PROVIDED DATA:
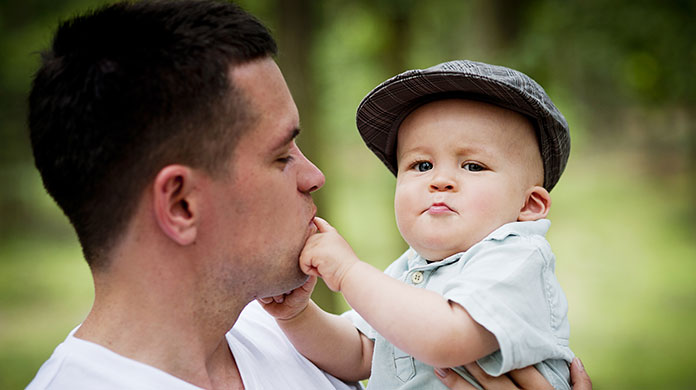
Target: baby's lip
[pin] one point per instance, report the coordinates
(439, 208)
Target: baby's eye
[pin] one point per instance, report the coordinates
(424, 166)
(473, 167)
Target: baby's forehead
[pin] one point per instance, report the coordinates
(489, 121)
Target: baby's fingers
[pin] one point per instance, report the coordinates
(322, 225)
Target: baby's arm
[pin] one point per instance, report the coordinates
(329, 341)
(422, 323)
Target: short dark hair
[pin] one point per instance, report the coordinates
(125, 90)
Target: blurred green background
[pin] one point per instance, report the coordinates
(623, 213)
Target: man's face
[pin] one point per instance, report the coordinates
(464, 169)
(262, 211)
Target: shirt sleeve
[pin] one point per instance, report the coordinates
(511, 290)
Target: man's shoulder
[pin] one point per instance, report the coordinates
(80, 364)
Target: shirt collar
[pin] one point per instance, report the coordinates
(526, 228)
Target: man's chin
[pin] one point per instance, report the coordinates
(292, 283)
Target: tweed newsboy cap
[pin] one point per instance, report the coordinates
(383, 109)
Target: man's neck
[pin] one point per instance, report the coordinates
(170, 327)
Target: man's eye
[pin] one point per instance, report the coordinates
(473, 167)
(424, 166)
(285, 160)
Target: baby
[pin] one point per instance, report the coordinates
(475, 148)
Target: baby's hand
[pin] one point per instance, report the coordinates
(327, 255)
(289, 305)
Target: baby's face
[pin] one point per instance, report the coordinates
(465, 168)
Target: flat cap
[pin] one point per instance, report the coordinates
(381, 112)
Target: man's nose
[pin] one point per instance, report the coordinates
(309, 177)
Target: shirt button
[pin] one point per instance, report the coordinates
(417, 277)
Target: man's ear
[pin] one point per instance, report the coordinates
(536, 205)
(174, 204)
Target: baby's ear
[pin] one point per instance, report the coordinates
(536, 205)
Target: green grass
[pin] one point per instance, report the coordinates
(45, 291)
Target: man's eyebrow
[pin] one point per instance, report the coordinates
(287, 139)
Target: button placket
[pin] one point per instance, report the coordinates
(417, 277)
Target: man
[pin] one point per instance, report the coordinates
(165, 132)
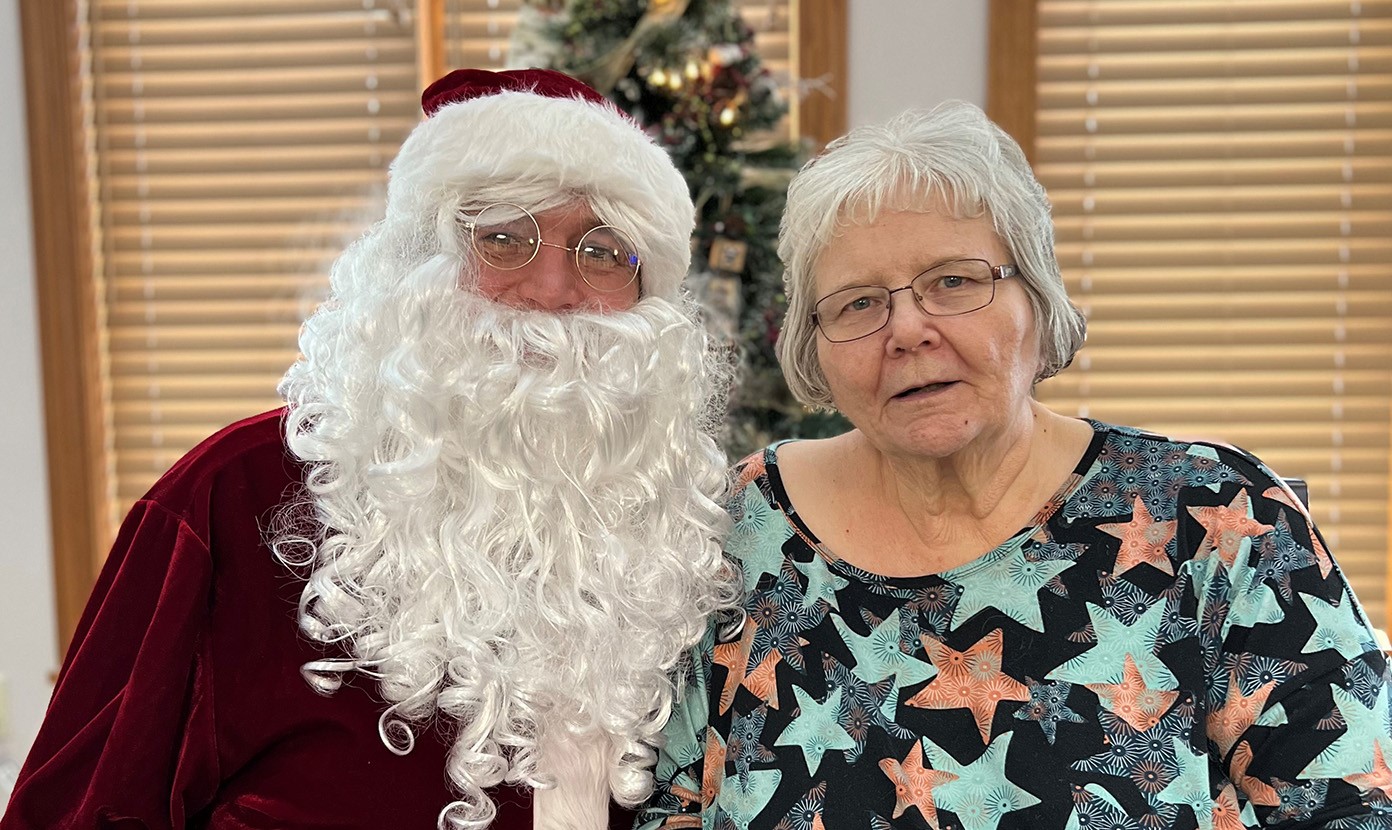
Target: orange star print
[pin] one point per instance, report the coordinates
(969, 680)
(913, 784)
(1227, 527)
(1143, 539)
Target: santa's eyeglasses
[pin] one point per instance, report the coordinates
(507, 237)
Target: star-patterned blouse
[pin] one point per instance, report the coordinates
(1168, 644)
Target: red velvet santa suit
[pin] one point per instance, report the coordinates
(181, 702)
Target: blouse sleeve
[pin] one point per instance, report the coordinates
(1299, 694)
(691, 758)
(128, 738)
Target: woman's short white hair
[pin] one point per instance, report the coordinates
(950, 155)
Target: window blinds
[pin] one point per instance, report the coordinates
(1221, 174)
(237, 145)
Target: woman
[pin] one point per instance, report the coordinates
(972, 612)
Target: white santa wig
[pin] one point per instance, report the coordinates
(511, 518)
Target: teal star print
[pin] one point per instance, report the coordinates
(982, 794)
(1098, 809)
(1105, 662)
(816, 729)
(1337, 627)
(744, 804)
(1352, 754)
(757, 538)
(1190, 786)
(821, 582)
(1009, 585)
(881, 655)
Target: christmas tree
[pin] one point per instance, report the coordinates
(688, 70)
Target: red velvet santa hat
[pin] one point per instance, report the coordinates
(540, 127)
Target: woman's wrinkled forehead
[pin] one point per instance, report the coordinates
(863, 209)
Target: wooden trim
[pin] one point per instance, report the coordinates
(821, 56)
(1012, 70)
(429, 42)
(67, 304)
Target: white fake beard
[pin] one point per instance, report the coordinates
(525, 532)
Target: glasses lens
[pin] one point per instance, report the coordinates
(607, 258)
(853, 312)
(955, 287)
(505, 236)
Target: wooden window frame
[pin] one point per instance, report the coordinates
(66, 304)
(68, 339)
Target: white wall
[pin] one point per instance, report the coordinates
(913, 53)
(902, 53)
(27, 619)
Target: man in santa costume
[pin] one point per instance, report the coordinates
(447, 584)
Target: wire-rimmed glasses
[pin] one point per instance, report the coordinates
(944, 290)
(508, 237)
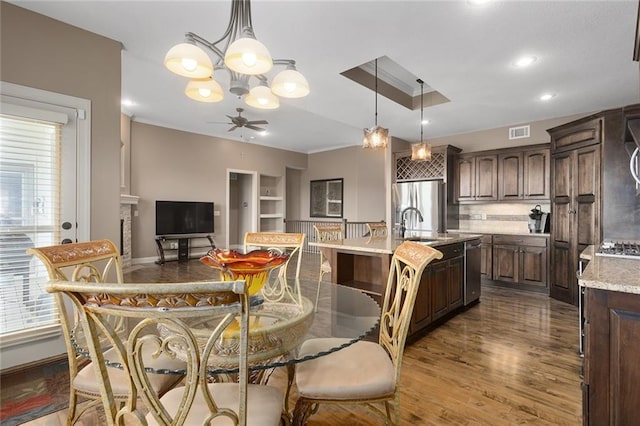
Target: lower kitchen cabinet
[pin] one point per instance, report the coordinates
(486, 256)
(520, 260)
(441, 288)
(611, 395)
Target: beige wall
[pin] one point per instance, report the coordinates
(169, 164)
(499, 137)
(46, 54)
(363, 171)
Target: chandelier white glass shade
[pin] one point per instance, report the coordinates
(290, 83)
(205, 90)
(261, 97)
(421, 151)
(376, 137)
(188, 60)
(243, 57)
(248, 56)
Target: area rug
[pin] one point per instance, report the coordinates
(33, 392)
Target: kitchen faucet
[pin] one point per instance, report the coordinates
(402, 221)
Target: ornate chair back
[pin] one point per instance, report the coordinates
(282, 242)
(91, 263)
(377, 229)
(333, 380)
(204, 324)
(407, 265)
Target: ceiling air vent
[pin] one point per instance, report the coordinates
(519, 132)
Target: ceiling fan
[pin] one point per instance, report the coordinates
(240, 121)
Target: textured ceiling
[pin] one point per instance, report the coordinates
(584, 51)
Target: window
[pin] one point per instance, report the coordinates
(29, 212)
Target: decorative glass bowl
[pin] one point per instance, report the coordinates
(253, 267)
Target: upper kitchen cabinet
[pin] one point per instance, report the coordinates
(523, 175)
(589, 171)
(582, 133)
(513, 174)
(476, 178)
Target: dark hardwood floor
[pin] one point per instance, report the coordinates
(511, 359)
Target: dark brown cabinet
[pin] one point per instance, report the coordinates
(477, 178)
(575, 202)
(611, 395)
(521, 260)
(513, 174)
(523, 175)
(486, 256)
(441, 288)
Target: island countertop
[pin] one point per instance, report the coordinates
(610, 273)
(389, 244)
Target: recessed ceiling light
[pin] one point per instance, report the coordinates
(524, 61)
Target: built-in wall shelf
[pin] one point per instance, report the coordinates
(271, 203)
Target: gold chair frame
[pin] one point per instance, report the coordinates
(276, 289)
(407, 265)
(326, 232)
(176, 307)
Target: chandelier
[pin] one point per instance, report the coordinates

WHAT IS BEING ASKED: Each record must be quoted in full and exactly. Do not include the pictures.

RESPONSE TO THIS TASK:
Target: baby's lip
[pin] one point per instance, report the coordinates
(439, 208)
Target: baby's eye
[pin] one point per instance, report the coordinates
(424, 166)
(473, 167)
Target: baby's forehead
[pin] one point per instance, report the coordinates
(489, 121)
Target: baby's fingers
[pin] one point per instance, report the coordinates
(322, 225)
Target: baby's arm
[pin] one point per instance, report the coordinates
(329, 341)
(422, 323)
Target: short dark hair
[pin] one point per instance, report the coordinates
(125, 90)
Target: blurred green background
[pin] one point per instance, report the coordinates
(623, 213)
Target: man's face
[pin] one point per instance, report the coordinates
(464, 169)
(262, 211)
Target: shirt sleeve
[pin] one point per instance, report the coordinates
(511, 290)
Target: man's shoulder
[pin] one point per instance, report the coordinates
(80, 364)
Target: shirt collar
[pin] one point per instance, report the coordinates
(526, 228)
Target: man's chin
[pin] one point per instance, report the coordinates
(292, 283)
Target: tweed newsboy cap
[pin] one point per instance, report the coordinates
(383, 109)
Target: man's neck
[pin] one point per instance, report the coordinates
(170, 327)
Target: man's eye
[pin] one point per instance, report the coordinates
(473, 167)
(424, 166)
(285, 160)
Target: baby
[pin] one point per instance, report the coordinates
(475, 148)
Target: baby's hand
[pin] one point per instance, report the coordinates
(327, 255)
(289, 305)
Target: baby's face
[pin] one point per instance, report the coordinates
(465, 168)
Target: flat cap
[pin] one point per instance, report the coordinates
(381, 112)
Target: man's nose
[pin] one point per instance, report the coordinates
(309, 177)
Target: shirt button
[pin] one point per instance, report the coordinates
(417, 277)
Target: man's ear
[pin] one point per instance, report the coordinates
(536, 205)
(174, 204)
Target: baby's ear
[pin] one point per instance, report the coordinates
(536, 205)
Target: green grass
[pin] one point per instance, report the coordinates
(45, 291)
Target: man's eyebrow
[pin] one point per instance, report the coordinates
(287, 139)
Target: button placket
[pin] one point per instance, report the coordinates
(417, 277)
Target: man
[pin] one point per instance, report the coordinates
(165, 132)
Target: orange star print
[pin] one point per instance, report the coordinates
(969, 680)
(913, 784)
(1227, 527)
(1143, 539)
Target: santa's eyeglasses
[pin] one point per instance, report the coordinates
(507, 237)
Target: star-patterned blouse
[pin] one point per instance, report the coordinates
(1168, 644)
Target: red velvet santa suit
[pin] one point per instance, report the coordinates
(181, 702)
Target: blouse sleeve
[pin] one point per instance, report the coordinates
(1299, 694)
(691, 758)
(128, 738)
Target: woman's short white hair
[pin] one point per instance, report the coordinates
(950, 155)
Target: window blinds
[pin] one point per instance, report the coordinates
(1221, 174)
(237, 145)
Target: woman
[pin] one point per instance, report the coordinates
(972, 612)
Target: white santa wig
[pin] one point per instance, report the coordinates
(511, 518)
Target: teal star print
[pin] one point per instance, report the coordinates
(982, 794)
(1098, 809)
(1105, 662)
(816, 729)
(1337, 627)
(744, 804)
(1352, 754)
(757, 538)
(1190, 786)
(821, 582)
(1009, 585)
(881, 655)
Target: christmas tree
[pin] one point per instance, report the coordinates
(688, 70)
Target: red velvet santa hat
[pin] one point per instance, report the coordinates
(540, 127)
Target: woman's wrinkled forehead
[pin] one point per instance, report the coordinates
(863, 209)
Target: wooden trim
[pin] one point per instance, report the coordinates
(821, 56)
(1012, 70)
(429, 42)
(67, 304)
Target: white fake beard
[pin] one point per instance, report the coordinates
(525, 532)
Target: glasses lens
[pin] one point per instance, report the coordinates
(607, 258)
(853, 312)
(955, 287)
(505, 236)
Target: wooden window frame
[pin] one point per instance, report the coordinates
(66, 304)
(68, 339)
Target: white wall
[pin] one point per instance, report the coordinates
(913, 53)
(902, 53)
(27, 619)
Target: man in santa costume
[pin] one point per instance, report the coordinates
(447, 584)
Target: wire-rimmed glasses
[pin] one point per instance, report the coordinates
(944, 290)
(508, 237)
Target: lower kitchen cabinet
[pin] one point per instance, report the coordinates
(486, 256)
(520, 260)
(441, 288)
(611, 395)
Target: beige wall
[pin] one point per instance, report the coordinates
(169, 164)
(499, 137)
(46, 54)
(363, 171)
Target: chandelier white glass shade
[pin] one point per instance, report the coordinates
(290, 83)
(205, 90)
(261, 97)
(421, 151)
(376, 137)
(188, 60)
(243, 57)
(248, 56)
Target: area rug
[pin] one point per instance, report the coordinates
(33, 392)
Target: kitchen faucet
[pin] one point per instance, report the coordinates
(402, 221)
Target: ornate chair back
[pin] one point per instance, report the coordinates
(282, 242)
(91, 263)
(377, 229)
(333, 380)
(204, 324)
(407, 265)
Target: ceiling air vent
[pin] one point per instance, report the coordinates
(519, 132)
Target: ceiling fan
[pin] one point per instance, report the coordinates
(240, 121)
Target: textured ceiling
[pin] one point per instance, report the coordinates
(584, 51)
Target: window
[pin] one point per instance, report the coordinates
(29, 212)
Target: decorative glass bowl
[pin] one point per instance, report the coordinates
(253, 267)
Target: upper kitchen cabinet
[pin] one point per instance, report the coordinates
(523, 175)
(589, 171)
(582, 133)
(513, 174)
(476, 178)
Target: dark hardwood floor
[pin] one point per instance, report the coordinates
(511, 359)
Target: dark brown cabinet
[pin] one point per instance, report the coordinates
(477, 178)
(575, 202)
(611, 395)
(521, 260)
(513, 174)
(523, 175)
(486, 256)
(441, 288)
Target: island countertop
[pin] one point per instance, report the coordinates
(610, 273)
(389, 244)
Target: recessed ceiling light
[pin] one point per instance, report the coordinates
(524, 61)
Target: built-in wall shelf
[pin] one point per instance, report the coordinates
(271, 203)
Target: gold chair frame
[pin] one point per instance, report the coordinates
(276, 289)
(407, 265)
(326, 232)
(176, 307)
Target: chandelier
[pin] one point per instance, report the coordinates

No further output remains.